WORK TO COMPLETE - Rename "component" to "system" in the records between the lines holding "ceiling fan blade" and "x=285 y=224", inclusive, and give those lines back with nothing else changed. Leave the pictures out of your answer.

SOURCE RECORDS -
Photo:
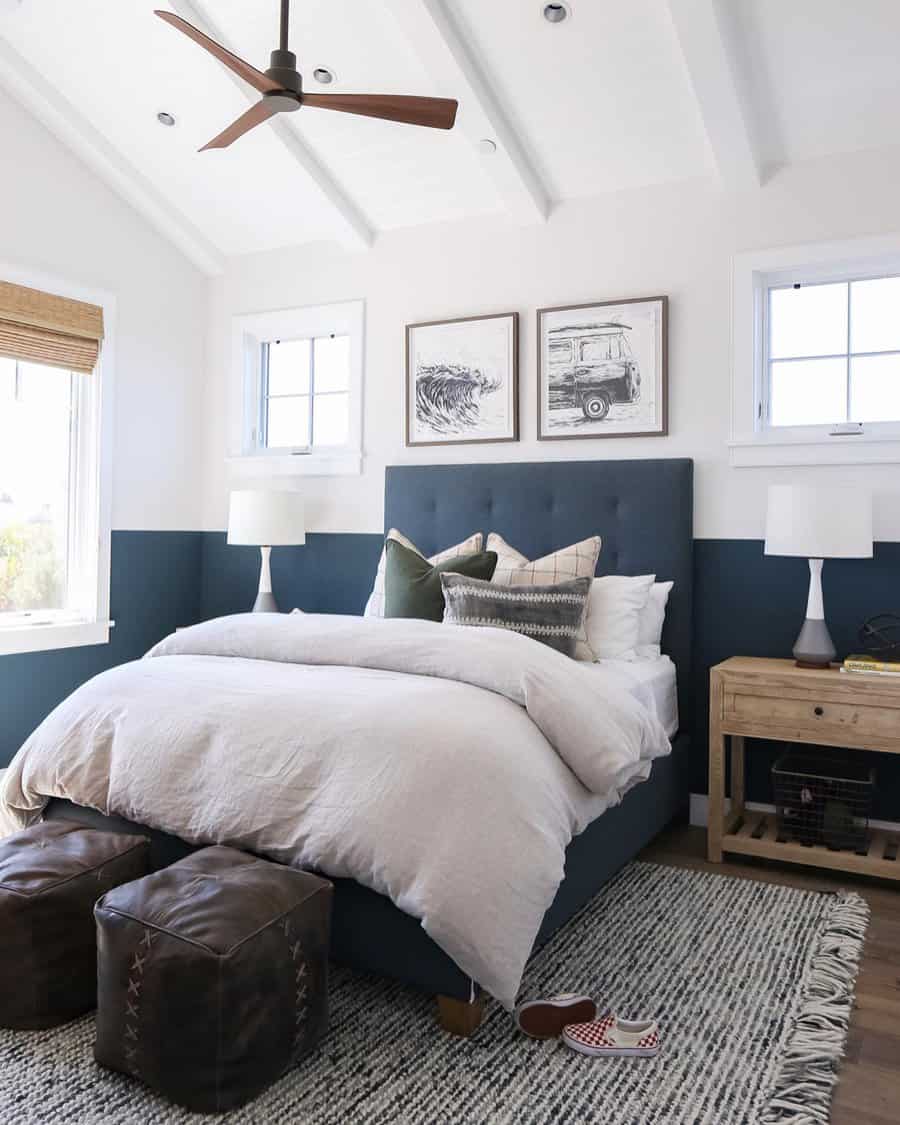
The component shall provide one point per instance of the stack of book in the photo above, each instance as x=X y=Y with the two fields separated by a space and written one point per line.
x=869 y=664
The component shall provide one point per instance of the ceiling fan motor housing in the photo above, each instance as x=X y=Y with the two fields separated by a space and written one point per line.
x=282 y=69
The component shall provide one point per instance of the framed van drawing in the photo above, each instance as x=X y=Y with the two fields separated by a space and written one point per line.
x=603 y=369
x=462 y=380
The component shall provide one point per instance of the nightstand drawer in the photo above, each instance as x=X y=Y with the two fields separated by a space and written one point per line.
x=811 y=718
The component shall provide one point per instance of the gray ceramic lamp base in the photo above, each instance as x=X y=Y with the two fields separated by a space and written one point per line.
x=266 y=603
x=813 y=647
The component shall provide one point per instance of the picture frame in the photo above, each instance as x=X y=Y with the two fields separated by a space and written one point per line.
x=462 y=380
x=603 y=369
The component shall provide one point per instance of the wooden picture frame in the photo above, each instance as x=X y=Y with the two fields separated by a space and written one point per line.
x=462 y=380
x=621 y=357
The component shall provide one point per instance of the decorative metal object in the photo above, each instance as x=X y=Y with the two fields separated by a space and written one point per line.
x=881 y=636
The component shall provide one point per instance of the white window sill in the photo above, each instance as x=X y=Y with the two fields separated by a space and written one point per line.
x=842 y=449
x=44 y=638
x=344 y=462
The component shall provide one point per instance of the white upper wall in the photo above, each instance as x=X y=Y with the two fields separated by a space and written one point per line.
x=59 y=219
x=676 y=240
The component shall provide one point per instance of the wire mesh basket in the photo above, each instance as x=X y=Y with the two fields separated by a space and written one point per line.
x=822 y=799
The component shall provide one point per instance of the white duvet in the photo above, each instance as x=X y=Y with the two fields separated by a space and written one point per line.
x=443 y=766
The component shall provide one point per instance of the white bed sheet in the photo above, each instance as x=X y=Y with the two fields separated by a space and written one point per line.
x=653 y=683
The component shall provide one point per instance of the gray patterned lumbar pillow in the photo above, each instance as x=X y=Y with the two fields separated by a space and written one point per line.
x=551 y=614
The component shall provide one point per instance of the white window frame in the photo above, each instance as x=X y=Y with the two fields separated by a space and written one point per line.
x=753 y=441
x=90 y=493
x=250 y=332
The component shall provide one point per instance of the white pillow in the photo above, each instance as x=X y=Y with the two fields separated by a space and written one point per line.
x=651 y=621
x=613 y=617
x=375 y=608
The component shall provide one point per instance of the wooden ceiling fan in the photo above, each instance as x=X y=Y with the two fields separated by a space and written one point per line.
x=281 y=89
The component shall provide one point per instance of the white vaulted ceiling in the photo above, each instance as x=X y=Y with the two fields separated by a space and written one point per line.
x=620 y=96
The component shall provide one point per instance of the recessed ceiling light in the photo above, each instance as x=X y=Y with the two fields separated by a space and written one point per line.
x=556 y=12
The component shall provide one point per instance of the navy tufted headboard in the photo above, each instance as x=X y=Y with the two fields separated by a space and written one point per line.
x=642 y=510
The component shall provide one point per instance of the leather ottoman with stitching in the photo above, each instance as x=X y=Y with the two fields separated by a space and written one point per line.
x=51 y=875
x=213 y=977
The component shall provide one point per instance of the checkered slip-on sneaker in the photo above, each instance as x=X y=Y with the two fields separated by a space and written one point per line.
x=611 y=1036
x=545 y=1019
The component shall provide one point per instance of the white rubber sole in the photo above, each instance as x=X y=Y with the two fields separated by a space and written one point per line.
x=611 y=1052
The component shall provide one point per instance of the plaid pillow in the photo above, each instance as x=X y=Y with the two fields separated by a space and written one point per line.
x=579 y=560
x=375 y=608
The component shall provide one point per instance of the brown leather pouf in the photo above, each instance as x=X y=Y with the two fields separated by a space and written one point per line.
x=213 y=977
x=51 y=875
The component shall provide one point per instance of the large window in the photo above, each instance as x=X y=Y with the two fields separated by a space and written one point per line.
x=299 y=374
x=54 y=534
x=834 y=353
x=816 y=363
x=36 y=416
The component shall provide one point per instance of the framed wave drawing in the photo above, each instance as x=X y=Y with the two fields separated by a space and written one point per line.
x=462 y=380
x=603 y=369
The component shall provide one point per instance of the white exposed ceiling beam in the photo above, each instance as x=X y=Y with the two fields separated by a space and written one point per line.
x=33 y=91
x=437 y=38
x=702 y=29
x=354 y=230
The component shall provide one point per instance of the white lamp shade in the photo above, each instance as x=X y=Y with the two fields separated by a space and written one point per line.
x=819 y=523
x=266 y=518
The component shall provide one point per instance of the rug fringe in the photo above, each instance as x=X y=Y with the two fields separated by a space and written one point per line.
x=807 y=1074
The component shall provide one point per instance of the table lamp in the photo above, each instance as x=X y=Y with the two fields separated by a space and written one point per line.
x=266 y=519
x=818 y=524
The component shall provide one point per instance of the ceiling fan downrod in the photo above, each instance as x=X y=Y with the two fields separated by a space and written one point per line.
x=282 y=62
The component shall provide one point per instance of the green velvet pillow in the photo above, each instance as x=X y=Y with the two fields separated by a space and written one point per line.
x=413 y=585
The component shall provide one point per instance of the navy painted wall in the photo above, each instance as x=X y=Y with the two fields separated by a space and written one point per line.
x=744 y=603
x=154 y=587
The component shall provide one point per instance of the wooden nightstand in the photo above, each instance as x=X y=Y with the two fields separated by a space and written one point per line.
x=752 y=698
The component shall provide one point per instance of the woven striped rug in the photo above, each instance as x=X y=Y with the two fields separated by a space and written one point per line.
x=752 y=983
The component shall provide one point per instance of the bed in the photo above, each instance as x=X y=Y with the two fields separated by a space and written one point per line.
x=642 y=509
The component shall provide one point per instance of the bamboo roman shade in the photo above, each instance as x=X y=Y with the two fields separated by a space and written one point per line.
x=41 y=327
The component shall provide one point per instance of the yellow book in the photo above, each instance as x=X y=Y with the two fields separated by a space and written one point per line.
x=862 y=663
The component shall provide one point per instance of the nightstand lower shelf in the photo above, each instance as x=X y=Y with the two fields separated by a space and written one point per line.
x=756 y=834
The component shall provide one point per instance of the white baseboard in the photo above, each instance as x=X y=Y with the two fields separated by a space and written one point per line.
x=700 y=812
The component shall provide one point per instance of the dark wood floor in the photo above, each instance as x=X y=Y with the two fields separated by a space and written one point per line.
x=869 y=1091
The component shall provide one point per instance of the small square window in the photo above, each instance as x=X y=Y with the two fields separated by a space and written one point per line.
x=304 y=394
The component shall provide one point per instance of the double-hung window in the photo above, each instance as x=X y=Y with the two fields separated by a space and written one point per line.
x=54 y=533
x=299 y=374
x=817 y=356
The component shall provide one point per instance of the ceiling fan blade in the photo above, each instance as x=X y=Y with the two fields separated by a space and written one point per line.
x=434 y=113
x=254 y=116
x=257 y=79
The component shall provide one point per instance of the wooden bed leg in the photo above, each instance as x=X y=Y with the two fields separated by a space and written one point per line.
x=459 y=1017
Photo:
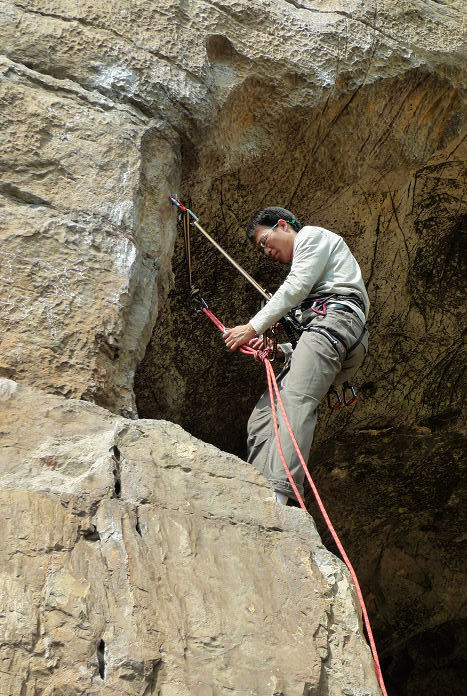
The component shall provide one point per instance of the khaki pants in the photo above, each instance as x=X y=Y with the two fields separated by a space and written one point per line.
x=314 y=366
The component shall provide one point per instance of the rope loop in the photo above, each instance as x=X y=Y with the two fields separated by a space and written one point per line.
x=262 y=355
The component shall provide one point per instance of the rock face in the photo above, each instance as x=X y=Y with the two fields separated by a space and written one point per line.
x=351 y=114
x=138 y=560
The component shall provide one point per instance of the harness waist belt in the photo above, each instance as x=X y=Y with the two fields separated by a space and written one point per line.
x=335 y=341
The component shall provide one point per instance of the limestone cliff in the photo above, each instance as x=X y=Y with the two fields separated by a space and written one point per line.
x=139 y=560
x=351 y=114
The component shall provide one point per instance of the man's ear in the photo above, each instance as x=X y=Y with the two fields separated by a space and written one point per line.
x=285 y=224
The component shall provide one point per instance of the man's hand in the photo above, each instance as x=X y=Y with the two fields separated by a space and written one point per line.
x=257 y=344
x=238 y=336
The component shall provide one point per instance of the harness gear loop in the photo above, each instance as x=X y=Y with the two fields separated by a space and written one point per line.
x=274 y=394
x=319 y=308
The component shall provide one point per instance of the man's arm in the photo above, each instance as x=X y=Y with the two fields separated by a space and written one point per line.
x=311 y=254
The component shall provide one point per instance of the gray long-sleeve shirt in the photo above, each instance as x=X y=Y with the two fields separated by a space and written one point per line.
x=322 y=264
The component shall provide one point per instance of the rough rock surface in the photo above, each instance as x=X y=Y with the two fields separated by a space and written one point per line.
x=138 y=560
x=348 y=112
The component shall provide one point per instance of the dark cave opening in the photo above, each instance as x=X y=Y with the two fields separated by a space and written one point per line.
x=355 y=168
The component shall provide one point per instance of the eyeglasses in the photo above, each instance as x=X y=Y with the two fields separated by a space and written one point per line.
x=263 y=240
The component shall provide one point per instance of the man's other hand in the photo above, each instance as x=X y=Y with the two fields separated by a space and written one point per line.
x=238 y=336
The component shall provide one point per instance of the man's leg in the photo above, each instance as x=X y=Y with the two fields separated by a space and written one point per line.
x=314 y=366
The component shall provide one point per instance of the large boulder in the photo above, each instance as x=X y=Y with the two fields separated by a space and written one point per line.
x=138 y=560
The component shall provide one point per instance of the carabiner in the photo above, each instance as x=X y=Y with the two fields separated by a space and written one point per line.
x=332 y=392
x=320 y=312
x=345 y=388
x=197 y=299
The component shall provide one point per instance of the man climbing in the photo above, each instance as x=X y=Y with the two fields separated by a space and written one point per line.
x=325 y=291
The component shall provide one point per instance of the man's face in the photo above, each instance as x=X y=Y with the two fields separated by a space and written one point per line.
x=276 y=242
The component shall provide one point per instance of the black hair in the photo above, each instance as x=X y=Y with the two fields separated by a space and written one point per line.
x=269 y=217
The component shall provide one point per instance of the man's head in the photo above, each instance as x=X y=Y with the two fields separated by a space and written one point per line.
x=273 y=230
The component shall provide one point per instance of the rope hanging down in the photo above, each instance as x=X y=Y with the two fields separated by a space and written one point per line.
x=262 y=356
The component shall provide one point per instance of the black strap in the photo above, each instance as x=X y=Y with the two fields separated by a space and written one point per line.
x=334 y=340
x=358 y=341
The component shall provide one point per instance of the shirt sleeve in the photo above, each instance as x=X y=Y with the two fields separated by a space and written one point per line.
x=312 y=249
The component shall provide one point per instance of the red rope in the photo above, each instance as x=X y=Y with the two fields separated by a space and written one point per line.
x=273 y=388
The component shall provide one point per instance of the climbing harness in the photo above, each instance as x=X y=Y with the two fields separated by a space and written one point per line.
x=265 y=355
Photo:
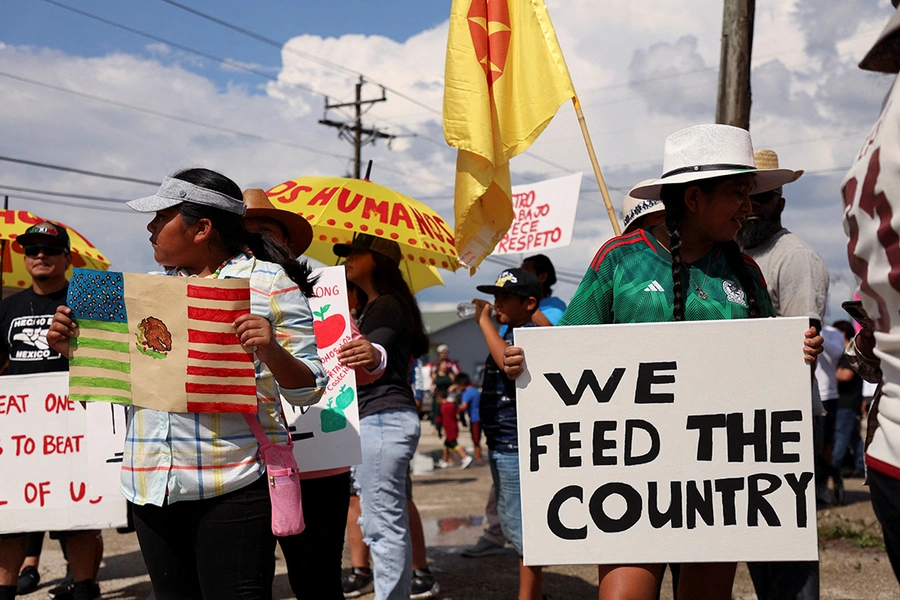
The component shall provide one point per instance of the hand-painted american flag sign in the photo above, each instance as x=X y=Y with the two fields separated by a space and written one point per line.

SOLUTION TO THIS PROBLEM -
The system shall provide one point per instance of the ceiling fan blade in the photo above, each instance as x=X y=Y with the two fields separated by a space and written one point per line.
x=434 y=113
x=254 y=116
x=257 y=79
The system shall provide one point per instance of the wooden bed leg in the photo above, each instance as x=X y=Y with the two fields separated by a space and written one point per line.
x=459 y=1017
Photo:
The system shall provide one point per instance of the khaki pants in the photo above, each instance as x=X y=Y with the two fields separated by a space and written one point per line.
x=314 y=366
The system shall provide one point per instance of the rope loop in the photo above, each instance as x=X y=Y with the two fields separated by a space and written one point per line.
x=262 y=355
The system shall provide one point per instance of the rock face in the photo above, each instance as x=X y=Y with the two fields separated by a space and written one point per line.
x=351 y=114
x=138 y=560
The system shall provide one point per instance of the harness waist belt in the photo above, each instance as x=X y=Y with the two fields separated by a space and written one point per line.
x=335 y=341
The system shall provide one point per instance of the limestone cliff in the photo above, each instance as x=X y=Y with the two fields separated by a space and written one point per line.
x=139 y=560
x=351 y=114
The system shall provide one point per instance of the man's ear in the photo above, each instance as x=X y=Y with the two fields separated by a space and written one point per line.
x=285 y=224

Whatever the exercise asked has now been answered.